Do this. Update the lines below so that every "one pair per instance" reads "one pair per object" and nothing else changes. Leave the pictures out of your answer.

Position annotation lines
○ ○ ○ ○ ○

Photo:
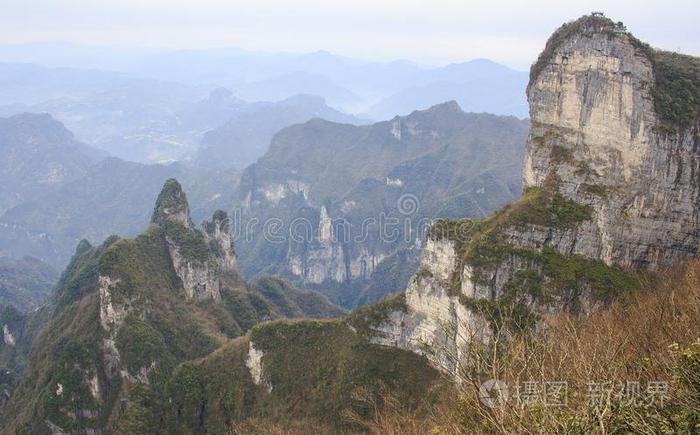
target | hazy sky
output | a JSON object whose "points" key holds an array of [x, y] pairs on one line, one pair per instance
{"points": [[434, 31]]}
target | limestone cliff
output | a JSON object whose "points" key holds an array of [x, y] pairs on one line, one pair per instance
{"points": [[611, 186], [195, 263]]}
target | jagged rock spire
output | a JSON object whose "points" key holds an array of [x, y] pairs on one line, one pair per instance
{"points": [[172, 205]]}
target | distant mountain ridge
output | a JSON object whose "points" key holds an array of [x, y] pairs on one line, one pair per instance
{"points": [[57, 191], [440, 162], [379, 90], [246, 136]]}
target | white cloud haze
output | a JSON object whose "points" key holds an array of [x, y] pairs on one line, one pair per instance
{"points": [[437, 31]]}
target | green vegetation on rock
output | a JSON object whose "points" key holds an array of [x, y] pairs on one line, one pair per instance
{"points": [[676, 88]]}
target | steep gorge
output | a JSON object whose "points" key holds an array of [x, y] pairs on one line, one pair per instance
{"points": [[611, 189]]}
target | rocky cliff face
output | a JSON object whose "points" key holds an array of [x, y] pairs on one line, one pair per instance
{"points": [[610, 187], [124, 315], [335, 188], [595, 128]]}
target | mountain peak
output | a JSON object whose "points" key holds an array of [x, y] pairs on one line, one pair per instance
{"points": [[447, 107], [172, 205]]}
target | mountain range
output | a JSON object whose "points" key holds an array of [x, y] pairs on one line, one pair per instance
{"points": [[341, 183], [589, 279]]}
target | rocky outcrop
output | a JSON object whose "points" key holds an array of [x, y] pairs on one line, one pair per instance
{"points": [[433, 322], [611, 185], [596, 129], [330, 204]]}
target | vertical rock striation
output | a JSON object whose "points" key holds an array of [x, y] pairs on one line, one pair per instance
{"points": [[611, 186]]}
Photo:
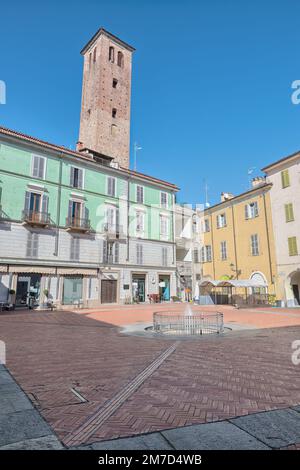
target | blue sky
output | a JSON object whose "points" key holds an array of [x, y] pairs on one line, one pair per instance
{"points": [[211, 90]]}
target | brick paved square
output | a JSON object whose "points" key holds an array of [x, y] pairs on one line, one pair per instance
{"points": [[51, 355]]}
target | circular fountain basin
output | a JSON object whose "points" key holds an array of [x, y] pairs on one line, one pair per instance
{"points": [[188, 323]]}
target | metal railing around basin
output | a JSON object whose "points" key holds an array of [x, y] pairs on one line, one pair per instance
{"points": [[196, 324]]}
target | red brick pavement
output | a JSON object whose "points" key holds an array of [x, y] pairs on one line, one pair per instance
{"points": [[204, 380]]}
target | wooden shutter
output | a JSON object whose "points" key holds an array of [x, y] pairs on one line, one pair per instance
{"points": [[45, 201], [71, 176], [35, 166], [41, 170], [116, 252], [80, 178], [104, 252], [27, 201]]}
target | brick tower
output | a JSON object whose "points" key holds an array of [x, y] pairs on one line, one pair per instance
{"points": [[105, 107]]}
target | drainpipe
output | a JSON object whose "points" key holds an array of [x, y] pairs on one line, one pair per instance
{"points": [[58, 207], [128, 218], [268, 238], [234, 243]]}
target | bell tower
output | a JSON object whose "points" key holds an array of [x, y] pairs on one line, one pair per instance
{"points": [[106, 90]]}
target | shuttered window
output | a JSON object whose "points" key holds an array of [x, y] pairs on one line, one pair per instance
{"points": [[32, 245], [163, 200], [164, 256], [221, 220], [289, 212], [254, 245], [76, 177], [111, 186], [38, 167], [140, 194], [251, 210], [75, 249], [293, 249], [164, 226], [285, 178], [223, 250], [139, 254]]}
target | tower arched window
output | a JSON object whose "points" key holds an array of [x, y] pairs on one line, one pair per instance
{"points": [[120, 59], [111, 55]]}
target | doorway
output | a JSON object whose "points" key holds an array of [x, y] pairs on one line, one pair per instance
{"points": [[138, 288], [295, 288], [28, 290], [164, 287], [108, 291]]}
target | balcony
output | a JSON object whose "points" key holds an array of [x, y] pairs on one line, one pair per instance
{"points": [[77, 224], [113, 231], [184, 268], [36, 218]]}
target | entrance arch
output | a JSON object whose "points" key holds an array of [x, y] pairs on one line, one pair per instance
{"points": [[292, 289]]}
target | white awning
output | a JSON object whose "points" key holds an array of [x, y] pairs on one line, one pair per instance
{"points": [[234, 283]]}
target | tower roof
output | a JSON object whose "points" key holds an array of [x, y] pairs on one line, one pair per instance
{"points": [[102, 31]]}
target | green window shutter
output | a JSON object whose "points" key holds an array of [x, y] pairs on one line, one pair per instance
{"points": [[293, 250], [285, 178], [289, 212]]}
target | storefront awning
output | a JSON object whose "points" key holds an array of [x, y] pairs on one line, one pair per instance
{"points": [[234, 283], [31, 269]]}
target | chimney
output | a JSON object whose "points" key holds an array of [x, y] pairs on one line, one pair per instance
{"points": [[258, 181], [79, 146], [226, 196]]}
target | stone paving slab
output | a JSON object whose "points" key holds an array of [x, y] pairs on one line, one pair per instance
{"points": [[42, 443], [15, 427], [278, 428], [212, 436], [153, 441]]}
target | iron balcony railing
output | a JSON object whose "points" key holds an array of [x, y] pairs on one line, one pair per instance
{"points": [[113, 230], [77, 223], [36, 217]]}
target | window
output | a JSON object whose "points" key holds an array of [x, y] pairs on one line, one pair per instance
{"points": [[139, 254], [75, 212], [76, 177], [36, 204], [140, 221], [251, 210], [32, 245], [293, 249], [223, 251], [254, 245], [285, 178], [38, 167], [110, 252], [164, 256], [164, 226], [111, 55], [206, 225], [140, 194], [113, 130], [221, 220], [206, 254], [120, 59], [289, 212], [163, 200], [75, 249], [111, 186]]}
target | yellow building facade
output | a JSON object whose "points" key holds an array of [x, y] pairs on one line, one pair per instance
{"points": [[238, 238]]}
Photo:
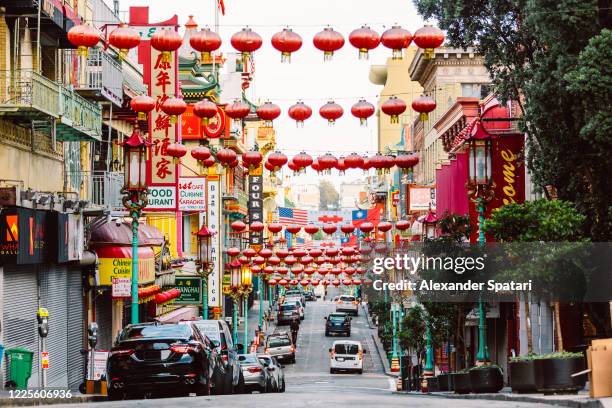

○ ○ ○ ○ ○

Exercise response.
Photo:
target | hazy sky
output | a JSON object whose "points" key holds an array of [x, y] pairs on one line, one pair per object
{"points": [[434, 31]]}
target | limestone cliff
output | a JSON object whose "points" key holds an array of [x, y] pairs on one line, one pair per object
{"points": [[611, 186], [195, 263]]}
target | jagged rock spire
output | a JSON object whose "points" key holds an array of [x, y] pairs on one line, one pair per object
{"points": [[172, 205]]}
target | distant mountain ridge
output | a JSON object whose "points" key holds an array of [x, y] pairs on one line, one pair per object
{"points": [[57, 191], [440, 162], [379, 90], [246, 136]]}
target | white cloud haze
output | a JSON object whose "points" key holds an array of [x, y] pairs on one line, one pair per object
{"points": [[437, 31]]}
target | green vegetation on rock
output | a JSON object whose "points" key holds an array of [x, y] pairs on one line, one pair per object
{"points": [[676, 88]]}
target | steep gorge
output | a JSON object whose "points" key holds an array of [x, y] pairs on one line, one pair per object
{"points": [[611, 189]]}
target | rocky cliff face
output | a JSON object whose "points" key holds an array of [x, y] pairs on one line, one pair per object
{"points": [[610, 187], [124, 315], [335, 188], [595, 128]]}
target | mountain peak
output | a JSON object whose "points" key holds an array of [x, y] pairs on one line, one pair per object
{"points": [[447, 107], [172, 205]]}
target | mountain range
output | a JSON object whose "points" key holds an array of [x, y] pairs on one line, one pair per object
{"points": [[341, 183], [589, 279]]}
target | rocky outcrop
output | a JSON object whose "points" key holds an array of [x, y] pairs on one line, one pair per object
{"points": [[433, 322], [611, 185], [596, 129], [330, 204]]}
target | vertical rock striation
output | a JSON object whose "points" key holds an array of [x, y] pairs on one line, one pair per object
{"points": [[611, 186]]}
Photo:
target | blue sky
output | a JSON object whose "points" key holds an array of [x, y] pairs on one line, one pair per object
{"points": [[211, 90]]}
target | brick paved square
output | a JSON object whose "points" key holds an array of [x, y] pairs on one line, one pair per object
{"points": [[51, 355]]}
target | circular fountain basin
output | a JSON object whose "points" key holds an array of [x, y] pairs on one line, one pair per object
{"points": [[188, 323]]}
target | metal railing around basin
output | a JSON object whose "points" key holds an array of [x, y] pairs on one line, one pair per object
{"points": [[196, 324]]}
target | red brick pavement
output | a JSON object whose "points" key holds an array of [x, y] pairs on one line, one pair per object
{"points": [[204, 380]]}
target | wooden shutter
output | a JSON object whose "points" key holds an array of [x, y] pairs on one line, one pair per object
{"points": [[45, 201], [71, 176], [35, 166], [41, 170], [116, 252], [80, 178], [104, 252], [27, 201]]}
target | brick tower
output | a JSON object whose "points" key holds an array of [x, y] pairs on one line, one pair per object
{"points": [[105, 107]]}
target | drainpipe
output | a JSON object whose "points" key holds an array of [x, y] pairs on one line, one pair per object
{"points": [[58, 207], [128, 218], [268, 238], [234, 243]]}
target | bell tower
output | a JSON object whose "points" key holds an array of [x, y] pairs on one line, one pair per object
{"points": [[106, 90]]}
target | shuttered window
output | a JSON object whose "points" key holds an array of [x, y] pairs on one line, one pair per object
{"points": [[32, 245], [163, 200], [164, 256], [221, 220], [289, 212], [254, 245], [76, 177], [111, 186], [38, 167], [140, 194], [251, 210], [75, 249], [293, 249], [164, 226], [285, 178], [223, 250], [139, 254]]}
target | tower arched window
output | a JSON object whose "points" key holds an array of [x, y] pairs on one line, one pair per object
{"points": [[120, 59], [111, 55]]}
target | doorway
output | a JSON object whose "points" key holds an array of [x, y] pairs on one line, one pair per object
{"points": [[138, 288], [295, 288], [28, 290], [164, 287], [108, 291]]}
target | balcony
output | a JSON object whose "points" key holds an array of [x, y] pairs on one line, one pair per object
{"points": [[77, 224], [113, 231], [184, 268], [36, 218]]}
target | entrance arch
output | a JSON object whose "points" key holds an array of [x, y] pairs on one line, one pair per object
{"points": [[292, 289]]}
target | white awning
output | a JSON object whose "points" key holds an array of [x, y] pairs on one line, one pair per object
{"points": [[234, 283]]}
target | tower roof
output | a JSON object whose "points" key holds an array of [x, y] pairs on one line, one pair per object
{"points": [[102, 31]]}
target | green window shutter
output | a JSON object whose "points" key holds an array of [x, y] pairs on one line, one pair per object
{"points": [[293, 250], [285, 178], [289, 212]]}
target | storefront awning
output | a JSON object whose "points" key holds an array of [x, y] pairs on one line, one pair per object
{"points": [[234, 283], [31, 269]]}
target | chimney
output | a JSON object whose "points" key holds an array of [x, y] pairs on one line, one pair per object
{"points": [[258, 181], [79, 146], [226, 196]]}
target | stone paving slab
output | a JSON object whose "points" key holds an array of [x, y] pairs on one line, one pair per object
{"points": [[42, 443], [15, 427], [278, 428], [212, 436], [153, 441]]}
target | iron balcony railing
output | a JSON object whose "points" key holds an array of [x, y] pairs on one line, one pair per object
{"points": [[113, 230], [77, 223], [36, 217]]}
target | window
output | a JSON object whose "points" key holds an array of [x, y] pairs on one line, one pair per object
{"points": [[139, 254], [75, 212], [76, 177], [36, 204], [140, 221], [251, 210], [32, 245], [293, 249], [223, 251], [254, 245], [285, 178], [38, 167], [110, 252], [164, 256], [164, 226], [111, 55], [206, 225], [140, 194], [113, 130], [221, 220], [206, 254], [120, 59], [289, 212], [163, 200], [75, 249], [111, 186]]}
target | yellow building facade
output | a JSON object whose "points" key holds an array of [x, y] pairs on one line, one pair per object
{"points": [[238, 238]]}
Photo:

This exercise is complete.